#### Supplied material
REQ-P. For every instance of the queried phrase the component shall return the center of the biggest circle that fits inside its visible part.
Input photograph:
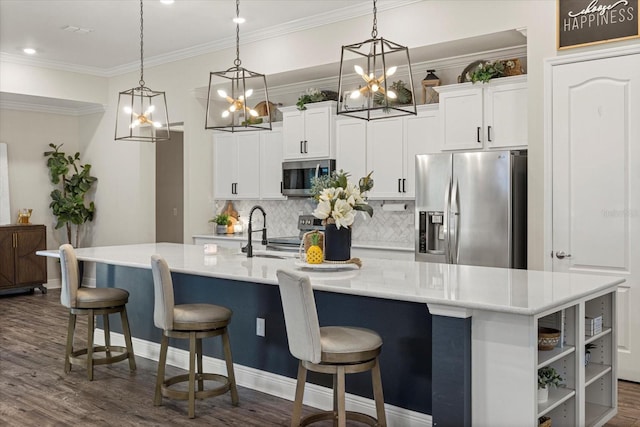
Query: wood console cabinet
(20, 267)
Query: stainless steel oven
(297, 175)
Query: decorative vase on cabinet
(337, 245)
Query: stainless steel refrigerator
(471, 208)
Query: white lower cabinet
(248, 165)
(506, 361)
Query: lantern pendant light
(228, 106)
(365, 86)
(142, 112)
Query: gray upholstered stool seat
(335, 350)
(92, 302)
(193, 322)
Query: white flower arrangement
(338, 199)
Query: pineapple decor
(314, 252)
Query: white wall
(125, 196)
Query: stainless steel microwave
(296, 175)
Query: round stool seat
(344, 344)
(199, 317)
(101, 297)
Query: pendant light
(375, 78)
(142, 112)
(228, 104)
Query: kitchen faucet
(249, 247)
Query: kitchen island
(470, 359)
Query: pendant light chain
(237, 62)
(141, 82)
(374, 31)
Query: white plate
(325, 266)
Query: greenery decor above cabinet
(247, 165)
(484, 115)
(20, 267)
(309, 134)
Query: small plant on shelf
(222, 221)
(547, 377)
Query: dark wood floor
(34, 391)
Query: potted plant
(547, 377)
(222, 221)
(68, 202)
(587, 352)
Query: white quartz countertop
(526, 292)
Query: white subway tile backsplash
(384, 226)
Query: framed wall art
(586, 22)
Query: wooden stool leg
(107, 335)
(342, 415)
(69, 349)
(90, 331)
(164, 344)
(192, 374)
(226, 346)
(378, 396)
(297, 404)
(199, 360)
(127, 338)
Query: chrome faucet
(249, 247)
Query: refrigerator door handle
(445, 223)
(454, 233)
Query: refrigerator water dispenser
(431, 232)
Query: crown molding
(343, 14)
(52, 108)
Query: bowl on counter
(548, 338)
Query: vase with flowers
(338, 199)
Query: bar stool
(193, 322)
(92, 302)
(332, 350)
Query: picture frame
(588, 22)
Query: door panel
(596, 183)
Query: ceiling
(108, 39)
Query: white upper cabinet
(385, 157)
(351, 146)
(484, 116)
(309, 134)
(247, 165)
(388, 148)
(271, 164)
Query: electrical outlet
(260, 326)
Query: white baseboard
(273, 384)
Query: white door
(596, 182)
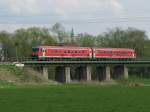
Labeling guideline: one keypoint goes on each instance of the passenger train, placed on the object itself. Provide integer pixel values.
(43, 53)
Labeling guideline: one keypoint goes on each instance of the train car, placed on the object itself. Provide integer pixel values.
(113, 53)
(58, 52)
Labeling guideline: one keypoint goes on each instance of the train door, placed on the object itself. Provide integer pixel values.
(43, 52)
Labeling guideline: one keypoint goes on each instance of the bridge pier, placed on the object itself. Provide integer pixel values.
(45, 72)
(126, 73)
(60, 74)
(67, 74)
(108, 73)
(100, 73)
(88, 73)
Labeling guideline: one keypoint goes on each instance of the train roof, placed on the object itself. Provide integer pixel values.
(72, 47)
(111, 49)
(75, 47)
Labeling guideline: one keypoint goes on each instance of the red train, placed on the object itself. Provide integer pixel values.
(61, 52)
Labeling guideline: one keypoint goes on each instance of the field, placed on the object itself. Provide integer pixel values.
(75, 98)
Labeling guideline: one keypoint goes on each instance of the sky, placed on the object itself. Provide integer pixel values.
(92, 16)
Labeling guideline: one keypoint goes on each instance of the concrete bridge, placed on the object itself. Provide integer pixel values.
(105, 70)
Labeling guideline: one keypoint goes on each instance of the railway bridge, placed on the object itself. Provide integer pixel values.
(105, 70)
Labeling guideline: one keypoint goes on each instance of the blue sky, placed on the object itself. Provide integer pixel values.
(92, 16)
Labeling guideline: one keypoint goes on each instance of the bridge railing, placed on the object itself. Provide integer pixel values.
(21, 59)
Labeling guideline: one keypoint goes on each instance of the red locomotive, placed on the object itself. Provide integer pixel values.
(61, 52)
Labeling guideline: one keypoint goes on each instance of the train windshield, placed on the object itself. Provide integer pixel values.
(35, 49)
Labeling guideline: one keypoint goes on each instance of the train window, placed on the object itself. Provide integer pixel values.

#### Exercise
Please give back all the records above word for word, with no pictures included.

#### Reply to the exercise
REQ-P. For every instance of the queried phrase the component shall return the center of the biggest circle that fits inside its visible part.
Input photograph:
Query: wood console cabinet
(20, 267)
Query: stainless steel oven
(297, 175)
Query: decorative vase on cabinet
(337, 245)
Query: stainless steel refrigerator
(471, 208)
Query: white lower cabinet
(248, 165)
(506, 361)
Query: lantern pendant light
(228, 106)
(365, 86)
(142, 112)
Query: gray upholstered stool seat
(335, 350)
(92, 302)
(193, 322)
Query: white flower arrangement
(338, 199)
Query: pineapple decor
(314, 252)
Query: white wall
(125, 196)
Query: stainless steel microwave
(296, 175)
Query: round stool seat
(344, 344)
(199, 317)
(101, 297)
Query: pendant light
(375, 78)
(142, 112)
(228, 104)
Query: kitchen faucet
(249, 247)
Query: kitchen island
(470, 359)
Query: pendant light chain
(237, 62)
(141, 82)
(374, 31)
Query: white plate
(325, 266)
Query: greenery decor above cabinet
(247, 165)
(484, 115)
(20, 267)
(309, 134)
Query: small plant on shelf
(222, 221)
(547, 377)
Query: dark wood floor
(34, 391)
Query: potted plant
(547, 377)
(222, 221)
(68, 202)
(587, 352)
Query: white quartz countertop
(526, 292)
Query: white subway tile backsplash
(384, 226)
Query: framed wall art
(586, 22)
Query: wooden stool leg
(107, 335)
(342, 415)
(69, 349)
(90, 331)
(164, 344)
(192, 374)
(226, 346)
(378, 396)
(297, 404)
(199, 360)
(127, 338)
Query: chrome faucet
(249, 247)
Query: refrigerator door handle
(445, 223)
(454, 233)
Query: refrigerator water dispenser
(431, 232)
Query: crown molding
(343, 14)
(52, 108)
Query: bowl on counter
(548, 338)
Query: vase with flowers
(338, 199)
Query: bar stool
(193, 322)
(92, 302)
(332, 350)
Query: picture frame
(588, 22)
Query: door panel
(596, 183)
Query: ceiling
(108, 39)
Query: white upper cabinet
(385, 157)
(351, 146)
(484, 116)
(309, 134)
(247, 165)
(388, 148)
(271, 164)
Query: electrical outlet
(260, 326)
Query: white baseboard
(273, 384)
Query: white door
(596, 182)
Labeling guideline: one keypoint goes on each instance of the passenger train, placed on the object itself. Provide integer pixel values.
(43, 53)
Labeling guideline: one keypoint goes on each instance of the train car, placed on the object itself. Provide integer pixel values.
(113, 53)
(58, 52)
Labeling guideline: one keypoint goes on each instance of the train door, placed on the object itself. Provide integer pixel values.
(43, 52)
Labeling guideline: one keypoint goes on each instance of the bridge pier, placed on the object itself. Provide integer pixel values.
(45, 72)
(126, 73)
(60, 74)
(67, 74)
(108, 73)
(100, 73)
(88, 73)
Labeling guideline: one keypoint goes on each instance of the train roof, placed on the object itself. Provide integer pixel values.
(72, 47)
(111, 49)
(75, 47)
Labeling guideline: one keypoint goes on each instance of the red train, placed on the object itself. Provide integer pixel values.
(61, 52)
Labeling guideline: one keypoint goes on each instance of the field, placed on the object itself. Provide integer pixel values.
(75, 98)
Labeling guideline: one keypoint goes on each instance of the sky, placed on the object itself. Provide integer pixel values.
(92, 16)
Labeling guideline: one keypoint goes on each instance of the concrete bridge, placed on the object itself. Provide integer pixel values.
(105, 70)
Labeling guideline: one keypoint goes on each instance of the railway bridge, placed on the object itself. Provide integer pixel values.
(105, 70)
Labeling guideline: one keypoint goes on each instance of the blue sky, placed on the object itself. Provide integer pixel values.
(92, 16)
Labeling guideline: one keypoint goes on each instance of the bridge railing, placed on the object itself. Provide integer pixel values.
(21, 59)
Labeling guideline: one keypoint goes on each instance of the red locomotive, placed on the object itself. Provide integer pixel values.
(61, 52)
Labeling guideline: one keypoint goes on each instance of the train windshield, placed on the object itself. Provide integer pixel values.
(35, 49)
Labeling guideline: one keypoint goes on each instance of the train window, placed on the object itself. Provide integer pixel values.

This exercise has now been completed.